Records from a point labeling set:

## START

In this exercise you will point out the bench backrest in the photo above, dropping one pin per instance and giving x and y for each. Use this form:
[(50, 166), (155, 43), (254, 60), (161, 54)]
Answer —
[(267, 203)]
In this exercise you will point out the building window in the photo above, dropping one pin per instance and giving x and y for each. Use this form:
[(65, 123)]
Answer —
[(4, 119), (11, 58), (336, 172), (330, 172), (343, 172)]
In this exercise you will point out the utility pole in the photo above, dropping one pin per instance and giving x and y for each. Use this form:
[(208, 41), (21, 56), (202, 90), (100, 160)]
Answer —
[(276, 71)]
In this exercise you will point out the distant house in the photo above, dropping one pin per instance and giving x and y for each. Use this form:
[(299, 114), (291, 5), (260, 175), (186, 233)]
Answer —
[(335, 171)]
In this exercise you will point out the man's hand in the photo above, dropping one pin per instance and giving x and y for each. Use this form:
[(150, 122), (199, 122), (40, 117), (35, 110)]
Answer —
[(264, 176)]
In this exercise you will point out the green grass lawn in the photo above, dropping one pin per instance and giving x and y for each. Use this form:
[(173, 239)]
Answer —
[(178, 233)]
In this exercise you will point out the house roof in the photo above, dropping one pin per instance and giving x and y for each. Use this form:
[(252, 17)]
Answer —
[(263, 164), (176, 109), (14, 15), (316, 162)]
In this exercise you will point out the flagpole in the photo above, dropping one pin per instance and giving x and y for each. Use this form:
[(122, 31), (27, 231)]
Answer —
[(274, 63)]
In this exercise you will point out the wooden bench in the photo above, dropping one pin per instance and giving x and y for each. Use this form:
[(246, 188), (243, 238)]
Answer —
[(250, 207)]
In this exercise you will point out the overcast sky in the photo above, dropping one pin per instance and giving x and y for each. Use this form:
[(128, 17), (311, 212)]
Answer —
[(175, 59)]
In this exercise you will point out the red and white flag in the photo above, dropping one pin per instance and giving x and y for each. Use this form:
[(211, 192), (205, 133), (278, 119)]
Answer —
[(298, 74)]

## END

Copy the lines above without any changes.

In this exercise you will point out the bench backrest in the photo above, dropping one pin per instance and giving x and y for each. Use this form:
[(50, 166), (155, 43), (254, 60), (161, 54)]
Answer —
[(267, 203)]
In this exercise you will point out the building window in the photo above, dropping one pin per instance and giving x and y for each. Use this form:
[(65, 123)]
Answer —
[(4, 119), (11, 58), (336, 172), (330, 172), (343, 172)]
In this exercise you will point out the utility pole in the photo above, dropping one pin per instance and giving x and y for each. Use this form:
[(208, 41), (21, 56), (202, 90), (100, 160)]
Answer —
[(276, 71)]
In this exercise you will point out the distant house in the photo above, dropping one pin per instance and giving x and y for each. Use this form:
[(299, 114), (291, 5), (260, 175), (186, 233)]
Answer —
[(335, 171)]
In this exercise you will point out the man's hand in the photo above, dropping one pin per instance and giving x and y for each. Use this form:
[(150, 122), (199, 122), (40, 117), (35, 110)]
Answer —
[(264, 176)]
In this exercise you will point out the green grass lawn in the photo above, dropping one pin per instance and giving x and y for each. Use this form:
[(173, 239)]
Answer —
[(178, 233)]
In this exercise you will point out the house roof in the photo above, dropping one pin per instance and giving x and y for each. Use this form:
[(252, 17)]
Answer —
[(263, 164), (176, 109), (14, 15), (316, 162)]
In this exercise you will point out the flagpole in the photo above, dropping one pin per instance and giving x and y for each. Use this form:
[(122, 31), (27, 231)]
Answer —
[(274, 63)]
In this exercise you will point out the wooden bench in the photo above, dropping one pin per instance and giving x and y for each. Use this form:
[(246, 188), (243, 238)]
Answer —
[(250, 207)]
In this exercise you will point out the overcast sky in the photo above, dropping one pin per instance and giving x and y for each. Use this form:
[(128, 17), (311, 212)]
Answer —
[(175, 59)]
In this exercise you will point out the red and white flag in the photo above, dropping one pin per instance and giving x and y for each. Use this form:
[(211, 192), (205, 133), (278, 119)]
Answer —
[(298, 74)]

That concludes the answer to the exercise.